**Uit te voeren opdracht:** Vat het tekstfragment over Coen samen in twee zinnen.

**Tekstfragment:**
Pas rond de helft van de vorige eeuw kreeg men (een beetje) oog voor de andere kant. De dichter Slauerhoff schreef een toneelstuk over Coen’s wandaden, maar hij kreeg het nauwelijks gepubliceerd omdat geen uitgever zich er aan wilde branden, en het kwam hem op zware kritiek en ongeloof te staan. Het stuk werd pas in 1961 opgevoerd, dertig jaar nadat het geschreven was en lang na Slauerhoff’s dood (en met tegenstribbeling van burgemeester Van Hall van Amsterdam), omdat eerdere opvoeringen steeds verboden werden vanwege het risico dat de Nederlanders de politionele acties in Indonesië niet zouden steunen! Een staaltje van regelrechte politieke hypocriete manipulatie dus.
De vete duurt nu, maar liefst vijftig jaar later, nog steeds. Nadat het standbeeld van Coen in zijn geboorteplaats Hoorn met het woord ‘genocide’ was beklad, werd in 2012 aan de tekst over ‘zijn krachtdadig en visionair bestuurschap’ toegevoegd dat hij ook bekritiseerd werd om zijn gewelddadig optreden, en de Banda-actie wordt vermeld, zij het niet met details. Hetzelfde geldt voor de website van de gemeente, en met dank aan het Westfries museum, dat een Europese prijs kreeg voor hun genuanceerde project rond ‘de zaak Coen’.
Toch was juist dit gebeuren rond het standbeeld van Coen aanleiding voor de verontwaardigde gemeente Urk, die onze nationale zeeheld wilde eren in plaats van diens naam te besmeuren, om als tegenactie expres een straat in een nieuwbouwwijk naar Coen te noemen! Ik zou willen dat niemand bereid zou zijn een huis in die straat te kopen totdat dat naambordje zou zijn veranderd. Urk kwetst hiermee opzettelijk, en het is treurig dat noch in die gemeenteraad noch bij de burgers stemmen zijn opgegaan om deze Hollandse wraakactie te voorkomen.
Wat kunnen we aan dit huidige openlijke imperialisme doen? Het voldoet niet om over Urk de schouders op te halen en voorts te roepen dat het ’toch de normen van die tijd’ waren: want de normen van die tijd zijn de wieg van de normen van deze tijd. Ja, Nederland mag in de zeventiende eeuw de naam hebben gehad van tolerantie, maar die gold slechts op intellectueel gebied en dan nog is de slechte behandeling van Spinoza niet los te zien van zijn joodse afkomst. Racisme en feminisme stonden toen nog niet op de agenda, al mochten enkele vrouwelijke schrijvers en filosofen dankzij connecties meepraten in het intellectueel vertoog. Het verhandelen van slaven werd hier en daar veroordeeld, maar het vervoeren ervan niet.

Opgeslagen vermeldingen
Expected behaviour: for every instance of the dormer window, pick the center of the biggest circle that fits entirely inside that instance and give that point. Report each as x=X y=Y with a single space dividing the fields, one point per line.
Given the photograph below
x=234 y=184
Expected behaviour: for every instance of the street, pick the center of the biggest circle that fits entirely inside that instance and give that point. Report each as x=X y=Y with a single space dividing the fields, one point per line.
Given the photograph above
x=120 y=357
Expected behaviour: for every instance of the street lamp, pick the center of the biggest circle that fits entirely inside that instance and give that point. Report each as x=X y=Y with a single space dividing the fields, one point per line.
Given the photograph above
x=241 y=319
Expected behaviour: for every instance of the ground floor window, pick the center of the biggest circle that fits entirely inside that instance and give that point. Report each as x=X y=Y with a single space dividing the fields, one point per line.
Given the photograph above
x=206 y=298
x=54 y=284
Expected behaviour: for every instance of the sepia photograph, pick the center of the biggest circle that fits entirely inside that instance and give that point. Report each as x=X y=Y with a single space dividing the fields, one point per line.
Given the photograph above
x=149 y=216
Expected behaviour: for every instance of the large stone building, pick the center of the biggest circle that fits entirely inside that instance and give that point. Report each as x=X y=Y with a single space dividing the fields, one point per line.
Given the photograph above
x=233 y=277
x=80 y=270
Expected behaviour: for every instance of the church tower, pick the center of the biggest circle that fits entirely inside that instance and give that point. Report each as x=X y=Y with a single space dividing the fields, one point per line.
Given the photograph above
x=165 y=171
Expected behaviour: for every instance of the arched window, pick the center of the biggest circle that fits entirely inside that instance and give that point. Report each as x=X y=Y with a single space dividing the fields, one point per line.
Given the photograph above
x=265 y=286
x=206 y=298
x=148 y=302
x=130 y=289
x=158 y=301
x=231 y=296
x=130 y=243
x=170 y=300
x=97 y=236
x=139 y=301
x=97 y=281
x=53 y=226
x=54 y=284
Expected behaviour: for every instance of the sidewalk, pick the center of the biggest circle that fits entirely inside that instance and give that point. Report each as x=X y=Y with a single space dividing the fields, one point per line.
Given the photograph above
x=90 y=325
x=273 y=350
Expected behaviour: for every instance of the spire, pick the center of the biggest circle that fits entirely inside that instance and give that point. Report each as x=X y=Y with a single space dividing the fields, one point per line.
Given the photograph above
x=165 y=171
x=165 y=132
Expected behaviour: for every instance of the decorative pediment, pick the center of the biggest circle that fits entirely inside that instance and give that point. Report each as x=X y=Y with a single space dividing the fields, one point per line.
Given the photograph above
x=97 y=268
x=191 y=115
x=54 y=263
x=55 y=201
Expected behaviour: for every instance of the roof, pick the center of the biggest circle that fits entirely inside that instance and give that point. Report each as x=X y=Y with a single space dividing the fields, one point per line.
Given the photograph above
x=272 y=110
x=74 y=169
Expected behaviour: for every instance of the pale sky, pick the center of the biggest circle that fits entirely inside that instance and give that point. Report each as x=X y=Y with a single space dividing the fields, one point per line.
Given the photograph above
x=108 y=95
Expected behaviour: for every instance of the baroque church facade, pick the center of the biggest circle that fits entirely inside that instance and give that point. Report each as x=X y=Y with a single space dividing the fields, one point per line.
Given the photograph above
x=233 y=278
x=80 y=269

**Antwoord op opdracht:** Slauerhoffs toneelstuk over de wandaden van Coen werd pas in 1961 opgevoerd, dertig jaar nadat het geschreven was, omdat eerdere opvoeringen verboden werden uit vrees dat Nederlanders de politionele acties in Indonesië niet zouden steunen. Nadat Coens standbeeld in Hoorn met het woord 'genocide' was beklad, werd de tekst bij het beeld in 2012 aangevuld met kritiek op zijn gewelddadig optreden, terwijl de gemeente Urk als tegenactie juist een straat naar Coen noemde.